На этот смех, на эту иронию указано давно. Еще Добролюбов говорил, что «во всем, что есть лучшего в нашей словесности, видим мы эту иронию, то наивно-открытую, то лукаво-спокойную, то сдержанно-желчную» [7]. Добролюбов видел в этом залог процветания русской сатиры, но не знал всей страшной опасности, приходящей отсюда, по двум причинам.
Во-первых, он страдал обратной болезнью, он не умел улыбнуться, он не владел ни одним из многообразных методов смеха. Он был сыном несмеющейся эпохи, естественной реакцией против которой был Кузьма Прутков. Хорошо, забавно было цитировать Пруткова, теперь это немножко жутко и пошловато, как многие и многие хорошие остроты «победоносцевского периода», даже остроты шутника Владимира Соловьева.
Во-вторых, и это главное, Добролюбов – писатель дореволюционный. В его критических гаданиях не было ни малейшего предвиденья не только андреевского «красного смеха» [8], но и глубин иронии Достоевского. А уж тонкой и разрушительной иронии Сологуба Добролюбов и во сне не видал.

** ЗАДАНИЕ **
Ответьте на вопросы по отрывку об иронии.
1. В чём Добролюбов видел залог процветания русской сатиры?
2. Кто назван естественной реакцией против несмеющейся эпохи?
3. Какую иронию Добролюбов «и во сне не видал»?
Опирайтесь только на отрывок об иронии.

Данные локализации: по одной точке на каждый объект

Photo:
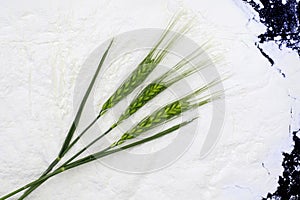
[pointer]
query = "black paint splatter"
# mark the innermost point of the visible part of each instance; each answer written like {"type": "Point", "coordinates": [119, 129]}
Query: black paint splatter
{"type": "Point", "coordinates": [282, 21]}
{"type": "Point", "coordinates": [289, 182]}
{"type": "Point", "coordinates": [264, 54]}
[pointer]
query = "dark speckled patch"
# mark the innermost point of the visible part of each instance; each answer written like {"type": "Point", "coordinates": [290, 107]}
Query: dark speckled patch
{"type": "Point", "coordinates": [289, 182]}
{"type": "Point", "coordinates": [282, 27]}
{"type": "Point", "coordinates": [282, 22]}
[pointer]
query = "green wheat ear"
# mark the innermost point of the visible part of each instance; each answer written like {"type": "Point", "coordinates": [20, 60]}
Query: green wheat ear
{"type": "Point", "coordinates": [150, 62]}
{"type": "Point", "coordinates": [164, 81]}
{"type": "Point", "coordinates": [171, 111]}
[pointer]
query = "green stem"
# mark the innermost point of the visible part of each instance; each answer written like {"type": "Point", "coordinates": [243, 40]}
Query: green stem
{"type": "Point", "coordinates": [93, 157]}
{"type": "Point", "coordinates": [66, 145]}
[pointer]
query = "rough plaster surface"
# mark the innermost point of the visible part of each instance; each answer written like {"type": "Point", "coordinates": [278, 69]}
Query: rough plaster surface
{"type": "Point", "coordinates": [42, 47]}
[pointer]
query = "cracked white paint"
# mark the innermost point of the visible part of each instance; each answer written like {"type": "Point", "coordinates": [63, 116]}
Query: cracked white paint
{"type": "Point", "coordinates": [44, 43]}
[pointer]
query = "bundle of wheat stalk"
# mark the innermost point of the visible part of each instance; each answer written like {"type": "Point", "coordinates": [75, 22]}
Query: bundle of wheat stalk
{"type": "Point", "coordinates": [160, 116]}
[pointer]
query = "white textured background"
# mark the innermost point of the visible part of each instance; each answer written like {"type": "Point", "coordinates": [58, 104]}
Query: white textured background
{"type": "Point", "coordinates": [42, 47]}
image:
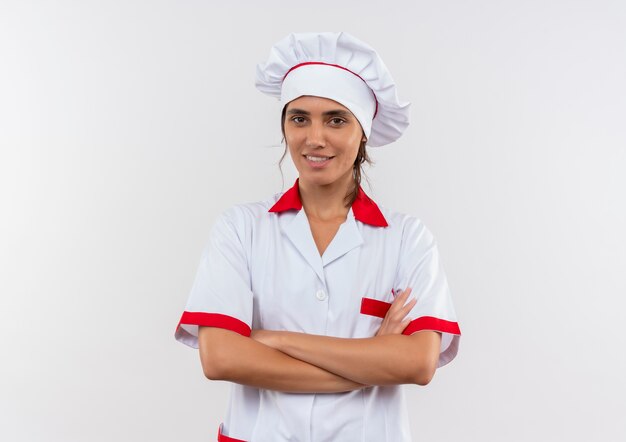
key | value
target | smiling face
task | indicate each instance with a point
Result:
(323, 139)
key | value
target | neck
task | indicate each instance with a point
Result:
(326, 202)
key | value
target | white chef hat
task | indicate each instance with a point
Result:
(338, 66)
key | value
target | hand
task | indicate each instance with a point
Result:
(395, 320)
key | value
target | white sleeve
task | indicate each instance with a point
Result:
(221, 294)
(421, 269)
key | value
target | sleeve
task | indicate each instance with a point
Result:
(421, 269)
(221, 294)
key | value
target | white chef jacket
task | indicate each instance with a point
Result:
(261, 270)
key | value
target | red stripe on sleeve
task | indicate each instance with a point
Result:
(374, 307)
(215, 320)
(430, 323)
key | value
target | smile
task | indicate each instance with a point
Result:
(317, 159)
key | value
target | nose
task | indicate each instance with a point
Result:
(315, 135)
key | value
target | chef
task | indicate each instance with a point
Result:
(317, 303)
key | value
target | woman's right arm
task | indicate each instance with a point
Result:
(229, 356)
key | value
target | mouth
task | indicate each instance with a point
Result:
(318, 158)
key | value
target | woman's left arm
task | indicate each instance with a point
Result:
(389, 358)
(381, 360)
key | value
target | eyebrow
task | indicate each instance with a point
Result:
(330, 113)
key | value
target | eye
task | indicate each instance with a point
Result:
(336, 121)
(298, 120)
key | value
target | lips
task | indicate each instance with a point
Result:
(317, 161)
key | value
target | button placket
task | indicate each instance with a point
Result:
(321, 295)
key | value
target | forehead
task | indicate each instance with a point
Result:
(314, 104)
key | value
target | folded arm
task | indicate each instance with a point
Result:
(228, 356)
(380, 360)
(389, 358)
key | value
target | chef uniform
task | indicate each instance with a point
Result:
(261, 268)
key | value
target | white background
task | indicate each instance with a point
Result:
(126, 127)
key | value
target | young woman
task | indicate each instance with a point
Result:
(317, 304)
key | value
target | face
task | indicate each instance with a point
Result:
(323, 139)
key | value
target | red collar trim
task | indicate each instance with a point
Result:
(363, 208)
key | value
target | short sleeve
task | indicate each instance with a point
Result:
(221, 294)
(421, 269)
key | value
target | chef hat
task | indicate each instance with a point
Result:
(340, 67)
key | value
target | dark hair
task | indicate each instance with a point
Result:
(357, 167)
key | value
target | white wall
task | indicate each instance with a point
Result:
(127, 126)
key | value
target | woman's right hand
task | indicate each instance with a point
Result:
(395, 320)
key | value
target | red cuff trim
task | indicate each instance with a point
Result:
(215, 320)
(374, 307)
(223, 438)
(430, 323)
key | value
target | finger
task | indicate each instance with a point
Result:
(409, 305)
(399, 303)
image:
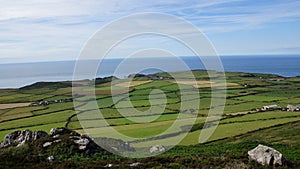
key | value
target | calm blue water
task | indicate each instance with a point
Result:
(18, 75)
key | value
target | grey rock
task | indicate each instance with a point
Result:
(19, 138)
(51, 159)
(266, 155)
(157, 149)
(47, 144)
(57, 141)
(56, 131)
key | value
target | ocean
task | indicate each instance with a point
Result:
(22, 74)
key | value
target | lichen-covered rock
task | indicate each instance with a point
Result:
(266, 155)
(19, 138)
(157, 149)
(51, 159)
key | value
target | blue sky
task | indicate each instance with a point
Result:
(52, 30)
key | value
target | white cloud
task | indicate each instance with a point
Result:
(57, 29)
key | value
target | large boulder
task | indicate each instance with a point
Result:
(19, 138)
(266, 155)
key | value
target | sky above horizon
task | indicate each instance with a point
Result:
(54, 30)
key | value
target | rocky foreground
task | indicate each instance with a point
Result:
(30, 148)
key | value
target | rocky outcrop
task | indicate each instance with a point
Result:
(157, 149)
(83, 142)
(266, 155)
(19, 138)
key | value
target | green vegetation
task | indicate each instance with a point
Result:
(241, 127)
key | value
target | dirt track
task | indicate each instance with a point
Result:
(13, 105)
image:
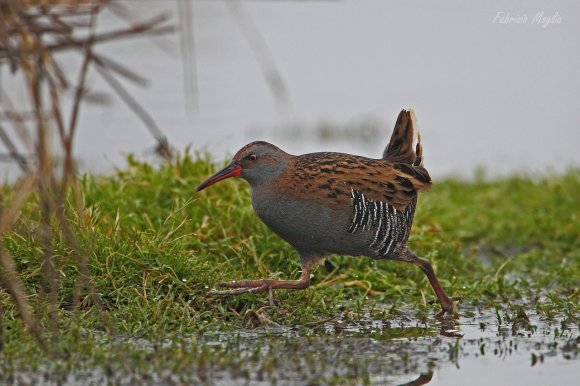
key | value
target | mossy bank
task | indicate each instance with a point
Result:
(510, 247)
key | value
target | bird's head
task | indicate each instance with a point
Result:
(257, 162)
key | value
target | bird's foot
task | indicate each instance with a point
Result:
(241, 287)
(261, 285)
(447, 307)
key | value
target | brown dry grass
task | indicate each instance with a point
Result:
(31, 35)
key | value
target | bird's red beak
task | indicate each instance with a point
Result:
(232, 170)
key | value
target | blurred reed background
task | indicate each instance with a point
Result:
(32, 34)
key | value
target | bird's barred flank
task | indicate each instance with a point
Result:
(391, 226)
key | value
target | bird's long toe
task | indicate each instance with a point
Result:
(447, 308)
(238, 290)
(241, 283)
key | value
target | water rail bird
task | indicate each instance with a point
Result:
(334, 203)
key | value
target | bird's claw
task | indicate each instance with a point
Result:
(447, 309)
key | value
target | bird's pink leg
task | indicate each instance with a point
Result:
(262, 285)
(445, 301)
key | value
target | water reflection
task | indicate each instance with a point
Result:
(422, 379)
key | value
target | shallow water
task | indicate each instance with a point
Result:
(475, 349)
(501, 96)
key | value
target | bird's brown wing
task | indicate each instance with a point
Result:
(395, 184)
(331, 177)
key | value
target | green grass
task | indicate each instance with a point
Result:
(155, 246)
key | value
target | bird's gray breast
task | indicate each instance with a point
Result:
(308, 225)
(389, 228)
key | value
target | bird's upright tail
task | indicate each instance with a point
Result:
(400, 148)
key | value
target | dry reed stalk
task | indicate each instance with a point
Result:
(31, 32)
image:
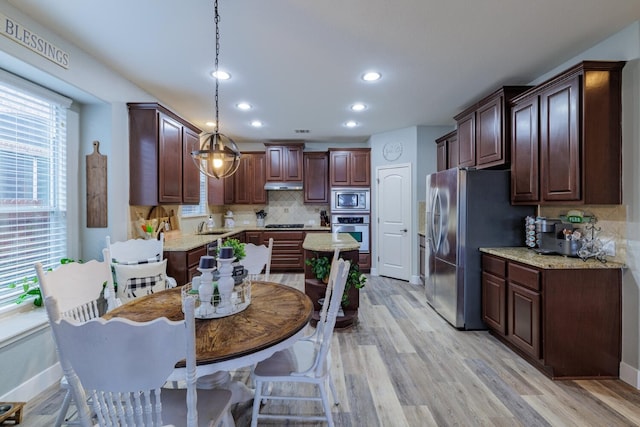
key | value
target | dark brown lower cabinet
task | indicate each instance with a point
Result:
(566, 322)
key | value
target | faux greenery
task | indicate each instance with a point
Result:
(238, 247)
(31, 286)
(321, 267)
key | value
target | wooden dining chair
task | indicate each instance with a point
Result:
(258, 259)
(139, 252)
(84, 291)
(123, 365)
(307, 361)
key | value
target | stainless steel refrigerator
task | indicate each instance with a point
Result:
(466, 210)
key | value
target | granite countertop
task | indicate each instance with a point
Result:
(323, 242)
(530, 257)
(185, 242)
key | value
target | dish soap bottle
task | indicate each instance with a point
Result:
(210, 223)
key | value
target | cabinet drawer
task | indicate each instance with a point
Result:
(493, 265)
(193, 256)
(524, 276)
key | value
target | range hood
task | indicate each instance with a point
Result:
(285, 185)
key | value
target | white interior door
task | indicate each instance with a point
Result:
(394, 221)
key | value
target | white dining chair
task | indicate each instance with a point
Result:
(123, 365)
(82, 291)
(258, 259)
(139, 252)
(307, 361)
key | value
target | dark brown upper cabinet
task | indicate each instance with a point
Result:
(573, 123)
(484, 130)
(350, 167)
(161, 170)
(447, 151)
(284, 162)
(316, 177)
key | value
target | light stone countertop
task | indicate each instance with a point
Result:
(328, 242)
(185, 242)
(530, 257)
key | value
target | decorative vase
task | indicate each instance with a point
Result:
(225, 284)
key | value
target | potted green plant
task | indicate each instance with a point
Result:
(320, 267)
(31, 287)
(238, 248)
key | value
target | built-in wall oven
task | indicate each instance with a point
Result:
(355, 224)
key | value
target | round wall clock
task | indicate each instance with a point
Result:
(392, 151)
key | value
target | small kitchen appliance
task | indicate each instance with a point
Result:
(556, 237)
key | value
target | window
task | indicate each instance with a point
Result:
(200, 209)
(32, 181)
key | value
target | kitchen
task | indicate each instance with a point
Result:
(418, 144)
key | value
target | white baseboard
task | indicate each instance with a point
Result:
(34, 386)
(630, 375)
(415, 280)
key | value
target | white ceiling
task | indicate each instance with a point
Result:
(299, 62)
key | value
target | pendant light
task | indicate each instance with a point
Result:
(218, 156)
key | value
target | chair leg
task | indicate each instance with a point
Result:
(325, 403)
(332, 386)
(63, 409)
(257, 398)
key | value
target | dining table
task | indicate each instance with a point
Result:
(274, 320)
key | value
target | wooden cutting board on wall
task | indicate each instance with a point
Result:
(96, 188)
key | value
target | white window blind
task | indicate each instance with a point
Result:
(201, 208)
(33, 201)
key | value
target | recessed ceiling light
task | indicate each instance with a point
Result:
(371, 76)
(222, 75)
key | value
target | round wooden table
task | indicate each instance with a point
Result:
(274, 320)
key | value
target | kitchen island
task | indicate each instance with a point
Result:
(324, 244)
(561, 314)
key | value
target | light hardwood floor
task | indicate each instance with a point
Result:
(403, 365)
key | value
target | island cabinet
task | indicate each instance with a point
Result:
(573, 123)
(246, 186)
(350, 168)
(160, 166)
(565, 321)
(483, 130)
(316, 177)
(284, 162)
(447, 151)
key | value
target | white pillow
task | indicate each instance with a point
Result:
(137, 280)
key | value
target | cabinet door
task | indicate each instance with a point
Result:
(467, 140)
(452, 151)
(494, 298)
(360, 164)
(523, 323)
(316, 182)
(559, 141)
(258, 171)
(489, 141)
(190, 172)
(242, 181)
(170, 168)
(524, 151)
(441, 155)
(293, 170)
(275, 163)
(339, 168)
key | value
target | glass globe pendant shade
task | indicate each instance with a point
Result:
(218, 156)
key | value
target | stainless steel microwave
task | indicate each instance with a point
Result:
(350, 199)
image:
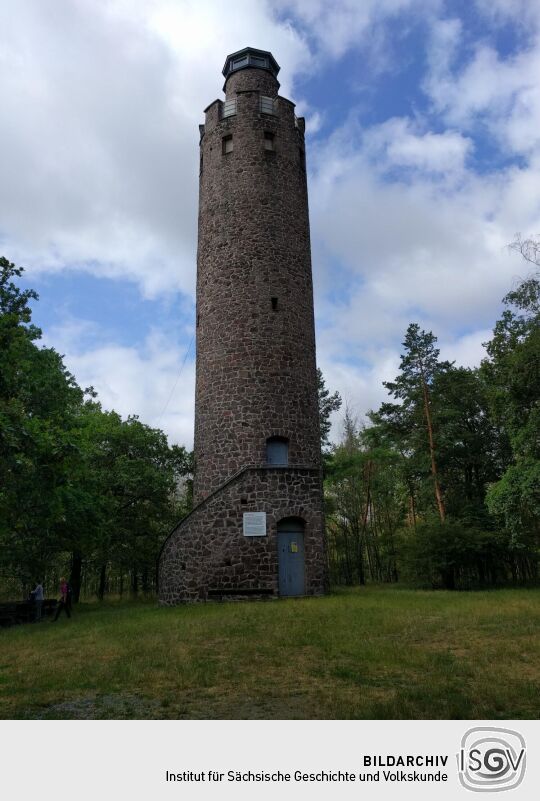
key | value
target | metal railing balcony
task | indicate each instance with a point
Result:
(267, 105)
(228, 108)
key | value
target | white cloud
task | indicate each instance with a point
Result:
(501, 93)
(155, 381)
(402, 142)
(100, 107)
(342, 24)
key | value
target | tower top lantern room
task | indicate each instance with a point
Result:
(257, 436)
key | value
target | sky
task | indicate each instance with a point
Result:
(423, 156)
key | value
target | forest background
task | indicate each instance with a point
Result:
(440, 487)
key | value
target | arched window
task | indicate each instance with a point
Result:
(277, 451)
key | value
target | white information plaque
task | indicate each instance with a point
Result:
(254, 524)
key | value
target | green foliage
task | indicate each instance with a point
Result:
(475, 435)
(328, 403)
(512, 373)
(80, 488)
(452, 555)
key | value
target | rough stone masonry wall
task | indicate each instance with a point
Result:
(208, 551)
(256, 374)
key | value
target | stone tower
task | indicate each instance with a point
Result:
(257, 525)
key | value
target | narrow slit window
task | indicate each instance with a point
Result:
(277, 451)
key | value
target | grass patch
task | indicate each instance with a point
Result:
(373, 652)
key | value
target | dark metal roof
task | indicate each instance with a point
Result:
(250, 57)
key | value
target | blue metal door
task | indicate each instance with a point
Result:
(291, 562)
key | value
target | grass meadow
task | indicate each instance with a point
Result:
(375, 652)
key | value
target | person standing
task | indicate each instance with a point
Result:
(64, 602)
(38, 598)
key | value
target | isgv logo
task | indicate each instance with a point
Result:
(491, 759)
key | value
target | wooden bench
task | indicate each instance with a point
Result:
(216, 592)
(24, 611)
(8, 615)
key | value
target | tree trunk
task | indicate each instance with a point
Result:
(102, 580)
(427, 412)
(76, 576)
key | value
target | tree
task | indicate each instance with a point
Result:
(418, 369)
(38, 401)
(328, 403)
(512, 374)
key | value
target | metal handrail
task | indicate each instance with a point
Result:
(267, 105)
(228, 108)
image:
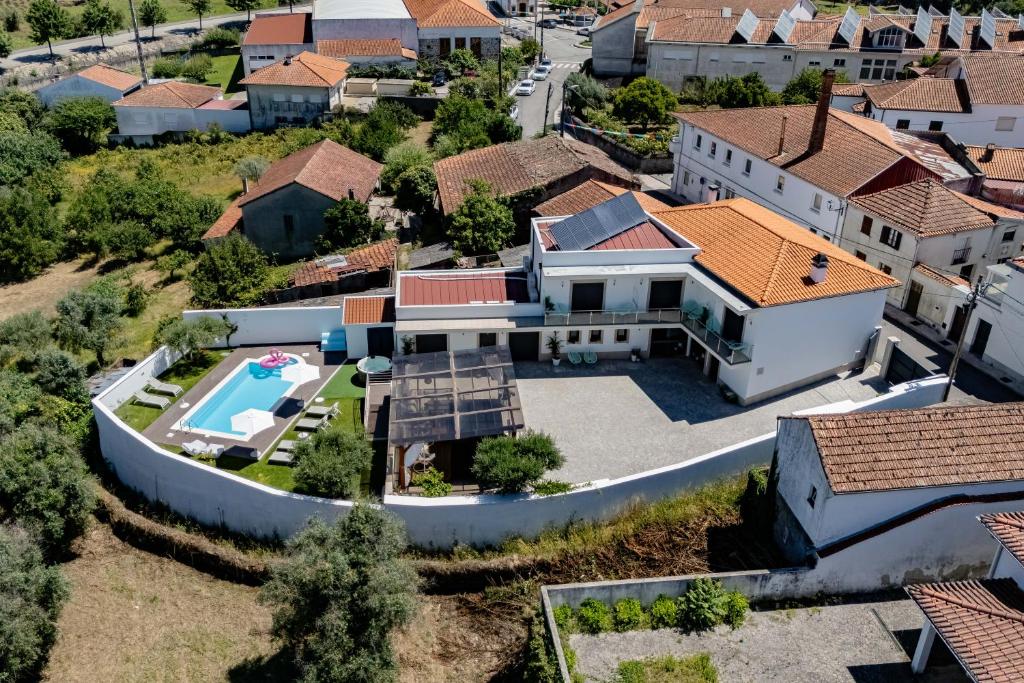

** ОТВЕТ **
1. В иронии, которую видим во всём лучшем в нашей словесности.
2. Кузьма Прутков.
3. Тонкую и разрушительную иронию Сологуба.